▶ [Directions] Starting at the top of the listing below and stopping after the line that contains "Mark the region of every instance of the arched", rewrite those lines as a numbered list with no blank lines. Leave out any pictures.
>> BEGIN Record excerpts
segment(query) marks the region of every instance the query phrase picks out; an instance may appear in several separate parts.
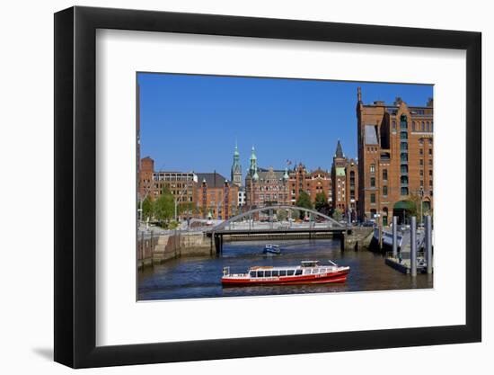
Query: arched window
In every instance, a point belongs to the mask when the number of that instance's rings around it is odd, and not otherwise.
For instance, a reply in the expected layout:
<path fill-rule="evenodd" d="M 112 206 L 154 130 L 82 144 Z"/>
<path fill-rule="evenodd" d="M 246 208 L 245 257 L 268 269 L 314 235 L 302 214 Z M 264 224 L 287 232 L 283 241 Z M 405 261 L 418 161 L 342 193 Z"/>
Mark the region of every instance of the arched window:
<path fill-rule="evenodd" d="M 400 117 L 400 129 L 408 129 L 408 123 L 407 123 L 407 116 L 402 114 Z"/>

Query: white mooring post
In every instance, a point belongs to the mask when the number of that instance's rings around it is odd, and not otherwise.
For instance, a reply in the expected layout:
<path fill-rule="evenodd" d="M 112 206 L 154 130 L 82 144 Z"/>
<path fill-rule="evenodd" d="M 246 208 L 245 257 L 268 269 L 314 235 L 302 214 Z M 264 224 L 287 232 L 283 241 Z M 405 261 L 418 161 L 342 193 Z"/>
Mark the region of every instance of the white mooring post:
<path fill-rule="evenodd" d="M 398 217 L 393 217 L 393 257 L 398 257 Z"/>
<path fill-rule="evenodd" d="M 426 262 L 428 273 L 432 273 L 432 218 L 426 216 Z"/>
<path fill-rule="evenodd" d="M 410 273 L 417 276 L 417 217 L 411 217 L 410 226 Z"/>

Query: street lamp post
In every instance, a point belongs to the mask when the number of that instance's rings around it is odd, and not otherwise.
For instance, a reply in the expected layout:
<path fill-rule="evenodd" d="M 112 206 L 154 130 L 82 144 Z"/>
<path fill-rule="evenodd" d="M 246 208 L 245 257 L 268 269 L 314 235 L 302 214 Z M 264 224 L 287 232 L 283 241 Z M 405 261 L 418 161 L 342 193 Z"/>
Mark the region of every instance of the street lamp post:
<path fill-rule="evenodd" d="M 423 202 L 424 202 L 424 188 L 420 186 L 420 224 L 424 224 L 423 215 Z"/>
<path fill-rule="evenodd" d="M 175 198 L 175 221 L 177 221 L 177 208 L 178 208 L 178 205 L 179 205 L 179 200 L 181 198 L 181 196 L 183 195 L 183 193 L 187 192 L 187 189 L 185 190 L 182 190 L 179 196 L 177 198 Z"/>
>> END Record excerpts
▶ [Written response]
1. segment(query) marks the region of every instance the query phrase picks out; an instance may appear in several separate parts.
2. Query: arched window
3. In every instance, a point belongs to the mask when the number of that instance's rings around it is odd, and not otherwise.
4. For instance, a reply in the expected layout:
5. <path fill-rule="evenodd" d="M 112 206 L 154 130 L 82 144 Z"/>
6. <path fill-rule="evenodd" d="M 246 208 L 245 257 L 268 269 L 314 235 L 302 214 Z M 264 224 L 287 232 L 283 241 Z M 405 261 L 418 161 L 342 193 Z"/>
7. Mark the region of every instance of the arched window:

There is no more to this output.